# [To-do item]
Filter the rows below down to those containing the string "tight", treating uppercase and lowercase as different, and copy each matching row in full.

# [Information]
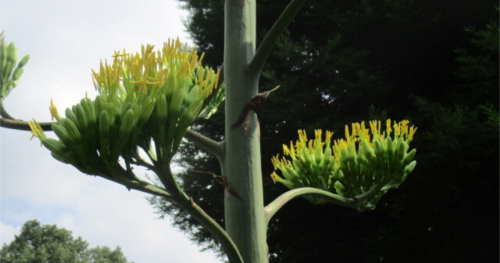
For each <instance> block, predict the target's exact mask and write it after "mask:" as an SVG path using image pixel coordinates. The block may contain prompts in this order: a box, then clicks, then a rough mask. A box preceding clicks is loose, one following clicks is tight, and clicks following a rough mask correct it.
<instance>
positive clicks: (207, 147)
mask: <svg viewBox="0 0 500 263" xmlns="http://www.w3.org/2000/svg"><path fill="white" fill-rule="evenodd" d="M184 138H186V139H187V140H189V141H191V142H193V143H195V144H196V145H198V146H200V147H201V148H203V149H205V150H207V151H208V152H210V153H212V154H213V155H215V157H217V159H219V160H222V159H223V158H224V148H223V143H220V142H216V141H214V140H212V139H210V138H207V137H205V136H203V135H201V134H199V133H197V132H194V131H192V130H187V131H186V133H185V134H184Z"/></svg>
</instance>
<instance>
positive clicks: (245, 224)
mask: <svg viewBox="0 0 500 263" xmlns="http://www.w3.org/2000/svg"><path fill="white" fill-rule="evenodd" d="M255 12H256V0H226V3H225V40H224V76H225V84H226V130H225V134H226V138H225V141H226V155H225V162H224V163H225V169H224V172H225V174H224V176H226V178H227V179H228V181H229V183H230V184H231V186H232V187H233V189H234V190H235V191H236V192H237V193H238V195H239V196H240V198H238V197H235V196H234V195H231V194H226V195H225V218H226V230H227V232H228V233H229V235H230V236H231V238H232V239H233V240H234V242H235V244H236V246H237V247H238V249H239V251H240V253H241V255H242V257H243V260H244V262H245V263H264V262H267V246H266V223H265V215H264V198H263V189H262V172H261V163H260V142H259V131H258V123H257V118H256V116H255V114H254V113H252V116H251V117H252V120H251V124H250V127H249V129H248V131H247V132H244V131H243V129H242V127H237V128H232V124H233V123H235V122H236V120H237V119H238V116H239V114H240V113H241V111H242V110H243V108H244V107H245V105H246V104H247V103H248V102H249V101H250V99H251V98H253V97H254V96H255V95H257V93H258V76H255V75H252V76H251V75H249V74H248V70H247V66H248V63H249V62H250V61H251V60H252V58H253V56H254V54H255V47H256V34H255V27H256V14H255Z"/></svg>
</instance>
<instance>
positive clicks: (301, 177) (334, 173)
mask: <svg viewBox="0 0 500 263" xmlns="http://www.w3.org/2000/svg"><path fill="white" fill-rule="evenodd" d="M416 130H417V129H416V128H415V127H414V126H411V127H410V126H409V122H408V121H401V122H395V123H392V122H391V120H387V121H386V129H385V130H382V125H381V122H380V121H370V122H369V128H368V127H366V126H365V123H364V122H361V123H353V124H352V125H351V129H349V126H347V125H346V127H345V138H342V139H338V140H335V141H333V144H332V140H331V139H332V136H333V133H332V132H330V131H326V136H325V139H324V140H323V137H322V133H323V132H322V131H321V130H316V131H315V139H313V140H308V139H307V136H306V133H305V131H304V130H299V131H298V133H299V140H298V141H296V142H295V143H293V142H291V143H290V145H289V146H288V145H283V152H284V155H285V156H284V157H282V158H280V157H279V155H277V156H275V157H273V158H272V163H273V165H274V169H275V170H280V171H281V173H282V175H283V177H284V178H282V177H280V176H279V175H278V174H277V173H276V172H273V173H272V174H271V177H272V179H273V181H274V182H280V183H282V184H284V185H285V186H286V187H288V188H290V189H293V188H299V187H316V188H319V189H323V190H326V191H330V192H334V193H337V194H339V195H341V196H343V197H348V198H356V197H358V196H361V195H363V194H365V193H367V192H368V191H370V190H372V189H374V188H375V187H378V188H379V189H380V191H378V193H377V194H376V195H374V196H373V198H371V199H369V200H368V201H367V202H365V204H364V206H365V208H367V209H373V208H375V205H376V204H377V202H378V200H379V198H380V197H381V196H382V195H383V194H385V193H386V192H387V190H389V189H392V188H397V187H398V186H399V185H401V183H403V182H404V181H405V179H406V177H407V175H408V174H409V173H410V172H411V171H412V170H413V169H414V168H415V165H416V162H415V161H413V158H414V156H415V153H416V150H415V149H413V150H412V151H410V152H408V149H409V143H410V141H411V140H413V136H414V134H415V131H416ZM308 199H309V200H310V201H312V202H314V203H323V202H324V201H323V200H322V199H319V198H317V197H308Z"/></svg>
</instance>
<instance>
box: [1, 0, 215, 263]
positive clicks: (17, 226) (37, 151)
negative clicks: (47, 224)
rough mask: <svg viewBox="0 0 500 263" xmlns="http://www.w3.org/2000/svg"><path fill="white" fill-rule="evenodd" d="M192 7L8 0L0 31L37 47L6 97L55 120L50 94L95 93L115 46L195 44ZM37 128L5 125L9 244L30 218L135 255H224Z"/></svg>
mask: <svg viewBox="0 0 500 263" xmlns="http://www.w3.org/2000/svg"><path fill="white" fill-rule="evenodd" d="M186 17H187V13H186V12H185V11H183V10H179V8H178V2H177V1H176V0H86V1H81V0H43V1H41V0H0V31H5V38H6V41H7V42H15V43H16V46H17V48H18V53H19V57H22V56H24V55H25V54H30V56H31V59H30V61H29V62H28V64H27V66H26V67H25V71H24V74H23V76H22V77H21V81H20V83H19V85H18V86H17V87H16V88H15V89H14V90H13V91H12V92H11V93H10V96H9V97H8V99H7V100H6V102H5V105H6V108H7V109H8V110H9V113H10V114H11V115H13V116H14V117H16V118H19V119H24V120H29V119H32V118H35V119H37V120H38V121H48V120H49V119H50V113H49V110H48V106H49V103H50V99H54V102H55V104H56V105H57V107H58V108H59V111H60V112H64V109H65V108H67V107H70V106H71V105H73V104H75V103H77V102H78V101H79V100H80V99H81V98H82V97H83V96H85V92H88V94H89V97H91V98H94V97H95V95H96V92H95V91H94V87H93V84H92V80H91V69H92V68H94V69H98V66H99V61H100V60H101V59H109V58H110V56H111V55H112V54H113V51H115V50H121V49H123V48H126V49H127V51H134V52H135V51H139V50H140V46H141V44H148V43H149V44H155V45H156V46H157V47H159V46H161V44H162V43H163V42H164V41H166V40H167V39H168V38H169V37H170V38H175V37H180V39H181V41H183V42H188V43H190V39H189V38H188V34H187V33H186V32H185V28H184V26H183V22H182V21H183V19H186ZM29 138H30V134H29V133H28V132H21V131H13V130H7V129H0V148H1V152H0V154H1V156H0V161H1V162H0V178H1V180H0V182H1V192H0V197H1V202H0V204H1V207H0V212H1V213H0V233H1V235H0V237H1V239H0V243H1V244H3V243H8V242H10V241H12V240H13V239H14V235H17V234H19V232H20V228H21V226H22V225H23V224H24V223H25V222H26V221H27V220H31V219H37V220H38V221H40V222H41V223H42V224H51V225H52V224H56V225H57V226H58V227H63V228H66V229H68V230H70V231H72V232H73V235H74V236H75V237H77V236H81V237H82V238H83V239H84V240H87V241H88V242H89V244H90V247H95V246H108V247H110V248H112V249H114V248H115V247H116V246H120V247H121V248H122V251H123V253H124V254H125V256H126V257H127V259H128V260H130V261H135V262H136V263H160V262H174V263H177V262H181V263H182V262H200V263H203V262H207V263H208V262H220V260H218V259H216V257H215V255H214V254H213V253H212V252H203V253H201V252H198V250H199V248H198V247H197V246H196V245H194V244H193V243H192V242H191V241H190V240H189V239H188V237H187V235H185V234H184V233H182V232H180V231H178V230H176V229H173V228H171V221H170V219H169V218H167V219H165V220H161V219H158V218H157V215H156V214H154V210H153V208H152V207H151V206H150V205H149V203H148V202H147V201H146V199H145V195H144V194H142V193H139V192H134V191H131V192H129V191H127V190H126V189H125V187H123V186H120V185H117V184H114V183H112V182H109V181H107V180H104V179H102V178H95V177H90V176H86V175H84V174H82V173H80V172H78V171H77V170H76V169H75V168H73V167H72V166H69V165H65V164H62V163H59V162H57V161H56V160H55V159H52V157H51V156H50V153H49V151H48V150H47V149H45V148H42V147H40V142H39V141H38V140H32V141H30V140H29Z"/></svg>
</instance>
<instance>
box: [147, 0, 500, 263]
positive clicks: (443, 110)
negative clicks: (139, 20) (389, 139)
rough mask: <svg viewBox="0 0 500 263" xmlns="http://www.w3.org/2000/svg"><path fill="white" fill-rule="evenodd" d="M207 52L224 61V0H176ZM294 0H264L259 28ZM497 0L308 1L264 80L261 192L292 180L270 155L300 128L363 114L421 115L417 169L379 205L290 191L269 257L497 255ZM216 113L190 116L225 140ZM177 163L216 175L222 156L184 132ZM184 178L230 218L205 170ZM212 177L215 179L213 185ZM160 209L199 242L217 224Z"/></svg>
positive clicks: (321, 126)
mask: <svg viewBox="0 0 500 263" xmlns="http://www.w3.org/2000/svg"><path fill="white" fill-rule="evenodd" d="M180 2H181V3H182V4H183V5H184V6H185V8H186V9H187V10H189V11H190V14H191V15H190V18H189V20H188V23H187V26H188V31H189V32H190V33H191V36H192V37H193V39H194V42H195V44H196V45H197V47H198V49H200V50H201V51H203V52H205V53H206V55H205V62H206V63H208V64H209V65H211V66H213V67H217V66H221V64H222V58H223V44H224V43H223V33H224V29H223V28H224V27H223V23H224V21H223V9H224V7H223V2H221V1H216V0H203V1H199V0H180ZM288 2H289V1H284V0H281V1H269V0H262V1H258V7H257V8H258V10H257V14H258V28H259V29H260V31H259V32H258V36H259V37H261V39H262V37H263V36H264V35H265V32H267V31H268V30H269V29H270V28H271V26H272V23H273V21H274V20H275V19H276V18H277V17H278V15H279V14H280V12H281V10H283V9H284V7H285V6H286V4H287V3H288ZM495 4H497V3H496V2H494V1H489V0H480V1H474V2H472V1H451V0H446V1H428V0H425V1H413V0H403V1H400V0H398V1H396V0H388V1H347V2H346V1H321V0H311V1H308V2H307V4H306V5H305V6H304V8H303V9H302V10H301V11H300V12H299V14H298V16H297V17H296V18H295V19H294V20H293V21H292V23H291V24H290V26H289V29H288V31H287V32H286V34H284V35H283V36H282V37H280V39H279V41H278V43H277V45H276V46H275V49H274V50H273V52H272V54H271V56H270V58H269V60H268V63H267V64H266V66H265V69H264V73H263V75H262V77H261V80H260V87H261V90H262V91H265V90H269V89H271V88H274V87H275V86H277V85H281V88H280V89H279V90H277V91H276V92H274V93H273V94H271V95H270V97H269V99H268V101H267V103H266V105H265V108H264V111H263V117H262V120H261V123H260V129H261V138H262V141H261V142H262V158H263V164H262V166H263V167H262V168H263V174H264V177H265V178H264V183H265V191H266V192H265V198H266V200H265V203H269V201H271V200H273V199H274V198H275V197H276V196H278V195H279V194H281V193H282V192H284V190H285V188H284V187H283V186H281V185H274V184H273V182H272V180H271V178H270V177H269V176H268V175H270V174H271V172H272V171H273V167H272V164H271V156H273V155H276V153H278V152H279V151H280V150H281V148H282V147H281V145H282V144H284V143H288V142H289V141H291V140H293V139H294V138H295V137H296V132H297V129H306V130H308V131H312V130H313V129H315V128H322V129H328V130H333V131H334V132H335V133H336V135H335V134H334V137H335V136H337V137H339V136H340V134H341V133H342V131H343V127H344V125H345V124H347V123H350V122H358V121H362V120H365V121H366V120H369V119H381V120H383V119H386V118H388V117H390V118H392V119H395V120H401V119H403V118H404V119H409V120H411V121H412V123H415V124H416V126H418V127H419V130H418V131H417V135H416V136H415V141H414V142H413V143H414V144H413V145H414V146H415V148H417V149H418V152H417V155H416V160H417V161H418V163H419V165H417V168H416V170H415V171H414V172H413V174H411V175H410V176H409V178H408V180H407V182H406V183H405V184H404V185H403V186H402V187H401V189H400V190H398V191H393V192H391V193H389V194H387V195H386V196H384V197H383V198H382V200H381V201H380V204H379V206H378V207H377V209H376V210H375V211H372V212H365V213H358V212H356V211H351V210H349V209H345V208H341V207H334V206H329V205H319V206H313V205H311V204H310V203H309V202H308V201H306V200H305V199H304V200H295V201H294V202H292V203H290V204H289V205H288V206H286V207H285V208H284V209H282V210H281V211H280V212H279V213H278V214H277V215H276V216H275V218H274V219H273V220H272V221H271V224H270V226H269V227H270V230H269V236H268V246H269V253H270V256H271V261H272V262H334V261H340V262H379V261H384V262H451V261H458V262H473V261H481V262H490V261H491V262H495V261H496V260H498V247H499V243H498V212H499V210H498V199H499V194H498V193H499V191H498V182H499V178H498V174H499V168H498V158H499V150H498V145H499V137H498V134H499V133H498V131H499V130H498V125H499V117H498V109H499V103H498V98H499V96H498V95H499V94H498V93H499V89H498V88H499V85H498V84H499V83H498V81H499V75H498V19H497V17H498V10H496V9H495V8H494V6H495ZM223 123H224V121H223V116H222V113H218V114H216V115H214V116H213V117H212V118H211V119H210V120H199V121H198V122H197V125H195V126H194V127H193V128H194V129H196V130H199V131H200V132H201V133H203V134H206V135H208V136H211V137H212V138H217V139H223V133H224V126H223V125H224V124H223ZM180 151H182V154H181V155H182V156H183V157H182V159H179V160H178V161H179V163H180V164H182V165H183V166H185V167H186V168H187V169H193V170H201V171H208V172H213V173H215V174H220V168H219V166H218V163H217V161H216V160H215V158H213V157H212V156H209V155H207V154H204V153H203V151H201V150H200V149H199V148H196V147H195V146H192V145H187V144H186V145H183V147H182V149H180ZM181 179H182V181H183V187H184V188H185V190H186V193H188V195H190V196H192V197H193V198H194V199H195V201H196V202H197V203H199V204H200V206H202V207H203V208H205V209H206V210H207V212H208V213H209V214H210V215H211V216H212V217H214V219H216V221H217V222H219V223H221V224H223V223H224V219H223V218H224V211H223V187H222V186H220V185H218V184H217V183H216V181H214V180H213V178H212V177H211V176H207V175H206V174H204V173H197V172H186V173H184V174H182V175H181ZM207 185H209V186H208V187H207ZM150 201H151V203H152V205H154V206H156V208H157V209H158V212H159V213H160V214H171V215H173V218H174V225H175V226H177V227H179V228H180V229H182V230H186V231H188V232H189V233H190V234H191V236H192V238H193V240H195V241H197V242H198V243H199V244H201V245H202V246H203V247H204V248H213V249H216V250H217V249H219V248H218V247H217V244H216V243H215V241H214V239H213V237H211V236H210V234H209V233H208V232H207V231H206V230H203V229H202V228H200V227H199V226H198V225H197V224H196V223H195V221H194V220H193V219H192V218H190V217H188V216H186V214H185V213H183V212H182V211H181V210H179V209H177V208H176V207H174V206H172V205H170V204H169V203H167V202H165V201H164V200H162V199H160V198H152V199H151V200H150Z"/></svg>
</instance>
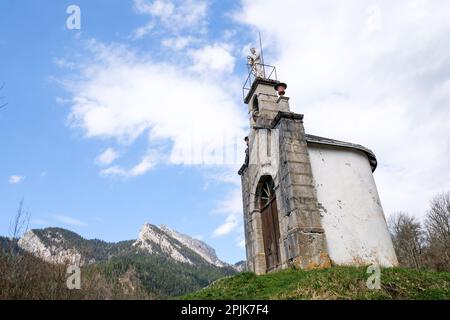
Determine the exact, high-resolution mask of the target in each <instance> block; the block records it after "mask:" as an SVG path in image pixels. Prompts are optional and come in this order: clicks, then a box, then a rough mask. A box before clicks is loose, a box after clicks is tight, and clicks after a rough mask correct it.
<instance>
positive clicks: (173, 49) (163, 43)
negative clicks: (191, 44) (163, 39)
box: [162, 36, 197, 51]
mask: <svg viewBox="0 0 450 320" xmlns="http://www.w3.org/2000/svg"><path fill="white" fill-rule="evenodd" d="M194 42H197V39H196V38H194V37H192V36H185V37H183V36H179V37H173V38H167V39H164V40H163V41H162V45H163V46H165V47H168V48H171V49H173V50H175V51H179V50H183V49H184V48H186V47H187V46H189V45H191V44H192V43H194Z"/></svg>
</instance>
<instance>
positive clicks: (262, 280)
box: [181, 267, 450, 300]
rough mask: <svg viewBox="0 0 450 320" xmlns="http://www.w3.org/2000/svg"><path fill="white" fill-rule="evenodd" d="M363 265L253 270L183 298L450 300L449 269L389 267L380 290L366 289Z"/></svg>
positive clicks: (368, 274)
mask: <svg viewBox="0 0 450 320" xmlns="http://www.w3.org/2000/svg"><path fill="white" fill-rule="evenodd" d="M366 270H367V268H364V267H359V268H357V267H332V268H329V269H323V270H311V271H303V270H295V269H288V270H283V271H280V272H276V273H271V274H267V275H263V276H256V275H255V274H254V273H241V274H239V275H236V276H233V277H228V278H222V279H220V280H218V281H216V282H215V283H213V284H212V285H210V286H209V287H207V288H205V289H202V290H200V291H197V292H195V293H192V294H189V295H186V296H183V297H181V299H188V300H216V299H219V300H222V299H223V300H267V299H270V300H278V299H282V300H288V299H295V300H297V299H358V300H360V299H363V300H366V299H414V300H416V299H450V272H434V271H428V270H410V269H403V268H389V269H382V270H381V289H379V290H370V289H368V288H367V279H368V277H369V276H370V274H368V273H366Z"/></svg>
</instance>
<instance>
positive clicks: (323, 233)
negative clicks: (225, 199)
mask: <svg viewBox="0 0 450 320" xmlns="http://www.w3.org/2000/svg"><path fill="white" fill-rule="evenodd" d="M252 62H253V63H252ZM286 89H287V85H286V84H285V83H282V82H280V81H278V79H277V74H276V69H275V67H273V66H268V65H264V64H260V63H254V60H252V59H250V57H249V76H248V78H247V81H246V83H245V85H244V87H243V99H244V103H245V104H246V105H247V106H248V114H249V120H250V134H249V136H248V150H247V152H248V157H247V160H246V163H244V165H243V166H242V167H241V169H240V170H239V175H240V176H241V183H242V196H243V204H244V226H245V243H246V253H247V264H248V268H249V269H250V270H251V271H254V272H255V273H257V274H264V273H267V272H270V271H273V270H278V269H282V268H287V267H288V266H291V265H294V266H297V267H299V268H319V267H326V266H329V265H330V263H331V262H330V258H329V255H328V250H327V243H326V238H325V232H324V229H323V228H322V225H321V217H320V210H319V203H318V201H317V192H316V189H315V185H314V179H313V175H312V169H311V162H310V158H309V154H308V149H307V141H306V137H305V130H304V127H303V115H302V114H297V113H293V112H291V111H290V108H289V98H288V97H287V96H286V94H285V93H286Z"/></svg>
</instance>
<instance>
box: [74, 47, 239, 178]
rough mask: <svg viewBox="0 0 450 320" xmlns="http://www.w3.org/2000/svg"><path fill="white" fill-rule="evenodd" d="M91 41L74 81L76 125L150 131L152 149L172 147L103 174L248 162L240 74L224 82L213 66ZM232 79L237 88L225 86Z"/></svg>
mask: <svg viewBox="0 0 450 320" xmlns="http://www.w3.org/2000/svg"><path fill="white" fill-rule="evenodd" d="M89 45H90V47H89V49H90V54H91V55H89V54H87V55H88V56H89V59H88V60H87V61H85V62H84V63H80V73H81V75H82V76H81V78H78V79H75V80H73V81H72V82H70V83H69V82H67V83H68V85H67V89H68V90H69V91H70V92H71V93H72V95H73V97H72V109H71V114H70V116H69V123H70V124H71V126H72V127H74V128H80V129H81V130H83V132H84V133H85V137H86V138H101V139H115V140H117V142H119V143H123V144H124V143H125V144H131V143H133V142H134V141H135V140H136V139H137V138H138V137H140V136H142V135H144V134H145V135H146V136H147V137H148V141H149V148H150V149H151V146H152V145H153V144H161V143H162V144H163V146H166V148H165V149H164V148H163V149H164V152H162V151H161V152H158V155H157V156H156V155H154V154H152V155H151V156H150V155H147V156H146V157H144V158H143V159H142V160H141V161H140V163H138V164H137V165H136V166H134V167H133V168H131V169H129V170H125V169H123V168H122V167H120V166H113V167H110V168H107V169H105V170H103V171H102V174H103V175H123V176H137V175H140V174H143V173H145V172H147V171H148V170H150V169H151V168H152V167H153V166H154V164H155V163H157V162H158V161H161V159H164V161H165V162H167V163H169V164H185V165H222V164H235V162H236V161H239V162H241V161H242V154H243V149H244V144H243V143H242V137H243V136H244V135H245V132H246V131H245V128H246V125H247V120H246V118H245V110H243V109H242V108H241V106H240V105H238V104H237V103H236V98H238V97H240V96H239V94H236V93H237V92H239V91H238V90H239V89H238V87H239V85H236V82H235V80H234V79H233V78H231V77H228V78H226V76H225V75H224V76H223V77H222V80H221V81H218V80H216V79H213V78H212V77H213V76H214V75H211V74H210V73H209V71H207V70H205V71H204V73H203V74H201V75H200V77H199V76H198V74H194V73H191V72H189V70H188V68H182V67H177V66H175V65H167V64H164V63H153V62H151V60H149V59H148V57H144V58H141V57H137V56H136V54H135V53H133V52H132V51H131V50H128V49H127V48H125V47H122V46H105V45H102V44H99V43H97V42H95V41H91V42H90V44H89ZM123 79H127V82H126V83H124V82H123ZM225 80H227V81H228V83H229V86H223V85H222V84H223V81H225ZM167 144H170V146H171V147H170V148H167ZM237 155H239V156H237Z"/></svg>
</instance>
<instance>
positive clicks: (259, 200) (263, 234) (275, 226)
mask: <svg viewBox="0 0 450 320" xmlns="http://www.w3.org/2000/svg"><path fill="white" fill-rule="evenodd" d="M274 187H275V184H274V182H273V179H272V177H270V176H264V177H262V178H261V180H260V182H259V184H258V188H257V193H256V195H257V197H256V200H257V203H256V204H257V206H258V207H259V209H260V212H261V224H262V233H263V239H264V254H265V256H266V269H267V271H271V270H273V269H276V268H277V267H278V266H279V265H280V260H281V259H280V247H279V240H280V224H279V220H278V208H277V198H276V195H275V190H274Z"/></svg>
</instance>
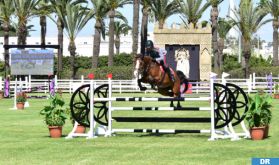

# [Solution to this problem]
For each <instance> block, predict the target's exact mask and write it after "mask:" as an SVG path using image pixel coordinates. The block may contain prompts in this order: a box, then clicks, then a rough mask. A box preceding clicks is loose, one following clicks is tight, and clicks following a rough mask correct it.
Determine the exact, high-resolution mask of the target in each <instance> block; the block records it after "mask:" as an SVG path in image pixels. Prompts are optional and come in this order: clicks, then a box, then a rough mask. A box before clicks is loose, a box after clicks is tight, and clicks after a rough mask correct it.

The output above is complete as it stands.